[start of Items]

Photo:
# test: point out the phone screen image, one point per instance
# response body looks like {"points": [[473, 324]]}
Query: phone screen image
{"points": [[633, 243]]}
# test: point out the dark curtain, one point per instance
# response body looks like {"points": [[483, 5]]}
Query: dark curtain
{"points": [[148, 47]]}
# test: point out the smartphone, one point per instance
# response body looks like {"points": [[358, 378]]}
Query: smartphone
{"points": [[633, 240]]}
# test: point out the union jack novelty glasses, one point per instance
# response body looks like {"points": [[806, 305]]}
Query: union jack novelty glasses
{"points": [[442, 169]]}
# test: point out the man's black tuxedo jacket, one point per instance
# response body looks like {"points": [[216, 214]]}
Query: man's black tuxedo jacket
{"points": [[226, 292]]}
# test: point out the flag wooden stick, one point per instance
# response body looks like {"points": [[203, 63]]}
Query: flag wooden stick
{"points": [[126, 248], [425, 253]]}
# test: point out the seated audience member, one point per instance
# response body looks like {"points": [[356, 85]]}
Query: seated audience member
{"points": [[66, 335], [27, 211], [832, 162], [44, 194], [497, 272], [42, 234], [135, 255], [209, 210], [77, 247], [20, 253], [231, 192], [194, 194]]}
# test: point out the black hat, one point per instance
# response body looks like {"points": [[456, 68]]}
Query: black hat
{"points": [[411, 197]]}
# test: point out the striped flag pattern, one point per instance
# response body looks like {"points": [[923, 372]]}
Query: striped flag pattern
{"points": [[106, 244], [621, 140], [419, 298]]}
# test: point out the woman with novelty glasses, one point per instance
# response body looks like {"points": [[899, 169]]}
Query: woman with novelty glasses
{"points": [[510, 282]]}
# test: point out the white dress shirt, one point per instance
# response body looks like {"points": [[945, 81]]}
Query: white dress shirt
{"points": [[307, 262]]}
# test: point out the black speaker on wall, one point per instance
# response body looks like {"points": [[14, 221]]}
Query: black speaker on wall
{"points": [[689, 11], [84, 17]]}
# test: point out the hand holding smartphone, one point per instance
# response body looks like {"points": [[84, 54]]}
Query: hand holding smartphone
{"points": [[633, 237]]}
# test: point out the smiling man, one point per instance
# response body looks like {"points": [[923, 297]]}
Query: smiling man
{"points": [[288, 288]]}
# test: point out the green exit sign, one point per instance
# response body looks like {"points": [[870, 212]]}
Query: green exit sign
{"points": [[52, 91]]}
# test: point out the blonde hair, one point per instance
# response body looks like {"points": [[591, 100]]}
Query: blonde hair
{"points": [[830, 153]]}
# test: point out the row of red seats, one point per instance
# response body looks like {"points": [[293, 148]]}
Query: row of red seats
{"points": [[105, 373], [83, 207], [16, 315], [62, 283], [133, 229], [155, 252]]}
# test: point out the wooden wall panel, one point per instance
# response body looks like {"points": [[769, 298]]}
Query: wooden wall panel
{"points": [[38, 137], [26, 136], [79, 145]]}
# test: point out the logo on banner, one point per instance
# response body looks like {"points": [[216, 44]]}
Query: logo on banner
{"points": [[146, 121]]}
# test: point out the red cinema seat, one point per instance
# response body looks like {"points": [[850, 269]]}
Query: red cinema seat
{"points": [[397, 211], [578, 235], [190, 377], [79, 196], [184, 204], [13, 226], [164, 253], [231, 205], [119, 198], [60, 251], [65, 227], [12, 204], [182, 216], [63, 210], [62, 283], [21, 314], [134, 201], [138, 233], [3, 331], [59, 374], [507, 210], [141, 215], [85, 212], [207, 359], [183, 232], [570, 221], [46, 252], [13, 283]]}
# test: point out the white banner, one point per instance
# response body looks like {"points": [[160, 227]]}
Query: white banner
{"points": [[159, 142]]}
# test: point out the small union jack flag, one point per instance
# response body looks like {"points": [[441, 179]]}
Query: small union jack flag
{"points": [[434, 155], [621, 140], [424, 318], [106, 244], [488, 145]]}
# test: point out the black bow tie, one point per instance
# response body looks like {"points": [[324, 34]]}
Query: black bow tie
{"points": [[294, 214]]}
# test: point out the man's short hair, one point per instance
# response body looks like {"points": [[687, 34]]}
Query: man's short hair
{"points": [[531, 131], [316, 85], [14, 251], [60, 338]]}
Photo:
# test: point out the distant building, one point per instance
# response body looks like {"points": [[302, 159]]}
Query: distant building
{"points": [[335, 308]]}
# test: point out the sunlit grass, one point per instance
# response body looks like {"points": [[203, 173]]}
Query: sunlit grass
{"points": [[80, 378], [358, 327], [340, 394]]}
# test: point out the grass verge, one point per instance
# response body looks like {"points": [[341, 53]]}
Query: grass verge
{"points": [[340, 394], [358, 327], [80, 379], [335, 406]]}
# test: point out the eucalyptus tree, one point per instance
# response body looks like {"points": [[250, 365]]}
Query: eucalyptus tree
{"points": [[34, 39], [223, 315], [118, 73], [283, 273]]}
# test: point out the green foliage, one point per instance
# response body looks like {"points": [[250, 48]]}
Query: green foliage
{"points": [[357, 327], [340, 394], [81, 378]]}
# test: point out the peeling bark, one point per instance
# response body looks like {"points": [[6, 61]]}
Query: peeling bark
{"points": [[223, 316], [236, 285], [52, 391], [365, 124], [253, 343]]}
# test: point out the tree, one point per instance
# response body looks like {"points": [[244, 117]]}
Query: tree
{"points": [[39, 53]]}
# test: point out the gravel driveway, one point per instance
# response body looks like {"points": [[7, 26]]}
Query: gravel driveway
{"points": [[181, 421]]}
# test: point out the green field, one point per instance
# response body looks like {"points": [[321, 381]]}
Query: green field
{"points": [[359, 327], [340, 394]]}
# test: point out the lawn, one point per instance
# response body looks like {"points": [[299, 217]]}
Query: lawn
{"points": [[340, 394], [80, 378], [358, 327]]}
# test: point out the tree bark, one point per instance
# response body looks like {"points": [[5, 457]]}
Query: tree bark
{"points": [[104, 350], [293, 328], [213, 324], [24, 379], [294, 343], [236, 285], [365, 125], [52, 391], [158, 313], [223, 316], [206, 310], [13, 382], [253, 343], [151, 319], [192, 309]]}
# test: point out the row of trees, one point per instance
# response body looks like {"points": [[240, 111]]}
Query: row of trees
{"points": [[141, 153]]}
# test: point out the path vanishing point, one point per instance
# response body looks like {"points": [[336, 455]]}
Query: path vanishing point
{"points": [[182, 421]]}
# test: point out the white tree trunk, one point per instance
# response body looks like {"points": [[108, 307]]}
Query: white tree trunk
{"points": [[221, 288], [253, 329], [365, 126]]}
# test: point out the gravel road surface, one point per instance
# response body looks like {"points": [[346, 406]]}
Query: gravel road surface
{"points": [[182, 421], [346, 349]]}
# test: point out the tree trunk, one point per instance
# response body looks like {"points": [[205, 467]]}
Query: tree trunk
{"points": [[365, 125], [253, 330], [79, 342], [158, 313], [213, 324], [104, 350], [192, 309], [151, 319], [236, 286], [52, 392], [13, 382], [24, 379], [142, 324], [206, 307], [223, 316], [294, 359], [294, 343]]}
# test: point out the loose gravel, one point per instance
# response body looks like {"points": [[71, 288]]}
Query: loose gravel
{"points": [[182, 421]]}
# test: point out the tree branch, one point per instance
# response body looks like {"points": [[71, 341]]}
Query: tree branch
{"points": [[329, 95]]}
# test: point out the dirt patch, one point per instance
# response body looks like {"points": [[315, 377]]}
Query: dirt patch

[end of Items]

Go through the listing above and restate it word for word.

Photo:
# test: point out the phone screen image, one point per instance
# response body looks like {"points": [[473, 324]]}
Query: phone screen image
{"points": [[633, 243]]}
# test: point out the dark curtain, one point per instance
# response body looks like {"points": [[483, 5]]}
Query: dark curtain
{"points": [[148, 47]]}
# test: point out the smartphone, one point per instance
# response body looks like {"points": [[358, 378]]}
Query: smartphone
{"points": [[633, 240]]}
# test: point out the union jack novelty glasses, one point per instance
# response body looks like {"points": [[806, 305]]}
Query: union jack novelty glasses
{"points": [[442, 169]]}
# test: point out the man's black tuxedo jacket, one point per instance
# response body looks like {"points": [[216, 214]]}
Query: man's black tuxedo jacket
{"points": [[226, 292]]}
# test: point out the flag wooden stick, one point per instance
# response body looks like {"points": [[203, 63]]}
Query: flag wooden stick
{"points": [[126, 248], [425, 253]]}
# test: point out the seated audience member, one point per instance
# response body looks like {"points": [[356, 85]]}
Query: seated audience member
{"points": [[66, 335], [27, 211], [832, 162], [44, 194], [497, 272], [42, 234], [135, 255], [209, 210], [77, 247], [20, 253], [231, 192], [194, 194]]}
# test: point out the black hat, one point per instance
# response body looks like {"points": [[456, 68]]}
Query: black hat
{"points": [[411, 197]]}
# test: point out the striped flag pattern, one point per instance
# response body looks like {"points": [[923, 372]]}
Query: striped flag pattern
{"points": [[106, 244], [621, 140], [419, 298]]}
# test: point out the woman with novelty glasses, one point per instance
# response body looks like {"points": [[899, 169]]}
Query: woman with novelty glasses
{"points": [[510, 282]]}
# test: point out the white dress shirt, one point per instance
# response body looks like {"points": [[945, 81]]}
Query: white dress shirt
{"points": [[307, 262]]}
# test: point out the black speaker on wall, one point per instance
# response body looks like {"points": [[14, 221]]}
Query: black speaker on wall
{"points": [[689, 11], [84, 17]]}
# test: point out the hand holding smartphone, one point per instance
# response body looks like {"points": [[84, 54]]}
Query: hand holding smartphone
{"points": [[633, 237]]}
# test: point out the smiling man, one point per instance
# response body looks like {"points": [[923, 297]]}
Query: smiling man
{"points": [[288, 288]]}
# test: point out the green exit sign, one point per instance
# response body looks like {"points": [[870, 212]]}
Query: green exit sign
{"points": [[52, 91]]}
# test: point out the blonde hair, one point per instance
# response body looks like {"points": [[591, 100]]}
Query: blonde hair
{"points": [[830, 153]]}
# test: point out the row of red seats, one point per instance
# response body looks like {"points": [[293, 148]]}
Query: row of red seats
{"points": [[105, 373], [83, 207], [16, 315], [62, 283], [133, 229], [155, 252]]}
# test: point out the wooden wall panel, one point per instance
# response body looks like {"points": [[769, 298]]}
Query: wooden wall panel
{"points": [[38, 137], [26, 136], [79, 145]]}
# test: point out the logo on banner, one point per instance
# response body looks like {"points": [[216, 44]]}
Query: logo on banner
{"points": [[146, 121]]}
# test: point out the red cinema seat, one point per instance
# response body looks like {"points": [[850, 269]]}
Query: red cinema seat
{"points": [[397, 211], [578, 235], [190, 377], [79, 196], [184, 204], [13, 226], [164, 253], [231, 205], [119, 198], [60, 251], [65, 227], [12, 204], [182, 216], [63, 210], [62, 283], [21, 314], [134, 201], [138, 233], [3, 331], [59, 374], [507, 210], [141, 215], [85, 212], [207, 359], [183, 232], [570, 221], [46, 252], [13, 283]]}
# test: point out the white banner, one point per instance
# response body looks like {"points": [[160, 227]]}
Query: white banner
{"points": [[159, 142]]}
# test: point out the small union jack flag, one point per instance
# response body looks like {"points": [[441, 179]]}
Query: small union jack flag
{"points": [[434, 155], [621, 140], [424, 318], [106, 244], [488, 145]]}
# test: point out the black bow tie, one point per instance
# response body looks like {"points": [[324, 34]]}
Query: black bow tie
{"points": [[294, 214]]}
# test: point out the man's short hair, one point per instance
# response body looks like {"points": [[687, 34]]}
Query: man's short hair
{"points": [[531, 131], [316, 85], [14, 251], [60, 338]]}
Photo:
# test: point out the distant building, one point per instance
# response body looks like {"points": [[302, 159]]}
Query: distant building
{"points": [[335, 308]]}
# test: point out the sunlit grass, one point per instance
# response body looks like {"points": [[203, 173]]}
Query: sunlit grass
{"points": [[80, 378], [358, 327], [340, 394]]}
# test: point out the grass verge, one point per instance
# response body looks like {"points": [[341, 53]]}
Query: grass verge
{"points": [[340, 394], [358, 327], [80, 379], [335, 406]]}
# test: point out the eucalyptus tree, one point per instance
# response body looks like {"points": [[250, 365]]}
Query: eucalyptus tree
{"points": [[34, 39], [223, 315], [118, 73], [283, 273]]}
# test: point out the green foliage, one point per instance
# response body looks like {"points": [[250, 48]]}
Query: green foliage
{"points": [[357, 327], [340, 394], [81, 378]]}
# test: point out the peeling bark, one point per instance
# response body looks like {"points": [[6, 61]]}
Query: peeling bark
{"points": [[223, 316], [236, 285], [52, 391], [365, 124], [253, 343]]}
# test: point out the tree, one point per instance
# response body looks like {"points": [[244, 117]]}
Query: tree
{"points": [[39, 53]]}
# test: point out the gravel driveway, one point per instance
# response body looks like {"points": [[7, 26]]}
Query: gravel driveway
{"points": [[181, 421]]}
# test: point out the green field, one point per instance
# response body looks like {"points": [[321, 381]]}
Query: green field
{"points": [[359, 327], [340, 394]]}
# test: point out the lawn, one point per instance
# response body looks like {"points": [[299, 217]]}
Query: lawn
{"points": [[340, 394], [80, 378], [358, 327]]}
# test: point out the tree bark, one point per instance
# response body looks like {"points": [[5, 457]]}
Query: tree bark
{"points": [[104, 350], [293, 328], [213, 324], [24, 379], [294, 343], [236, 285], [365, 125], [52, 391], [158, 313], [223, 316], [206, 310], [13, 382], [253, 343], [151, 319], [192, 309]]}
# test: point out the row of trees, one point per instance
# response body looks like {"points": [[240, 111]]}
Query: row of trees
{"points": [[141, 153]]}
# test: point out the path vanishing point, one point per instance
# response body looks like {"points": [[336, 455]]}
Query: path vanishing point
{"points": [[182, 421]]}
# test: point out the white tree trunk, one point per instance
# response body looks like {"points": [[108, 307]]}
Query: white tree trunk
{"points": [[221, 288], [253, 329], [365, 126]]}
# test: point out the gravel road surface, one point per instance
# response body looks like {"points": [[346, 406]]}
Query: gravel road surface
{"points": [[182, 421], [346, 349]]}
# test: point out the tree trunk, one point per instance
# response body looks like {"points": [[205, 467]]}
Query: tree trunk
{"points": [[365, 125], [253, 330], [79, 342], [158, 313], [213, 324], [104, 350], [192, 309], [151, 319], [236, 286], [52, 392], [13, 382], [24, 379], [142, 324], [206, 307], [223, 316], [294, 359], [294, 343]]}
# test: point out the loose gravel, one point per instance
# response body looks like {"points": [[71, 288]]}
Query: loose gravel
{"points": [[182, 421]]}
# test: point out the tree branch, one point per instance
# response body looks like {"points": [[71, 341]]}
Query: tree branch
{"points": [[329, 95]]}
# test: point out the dirt patch, one point per instance
# response body looks like {"points": [[315, 377]]}
Query: dirt patch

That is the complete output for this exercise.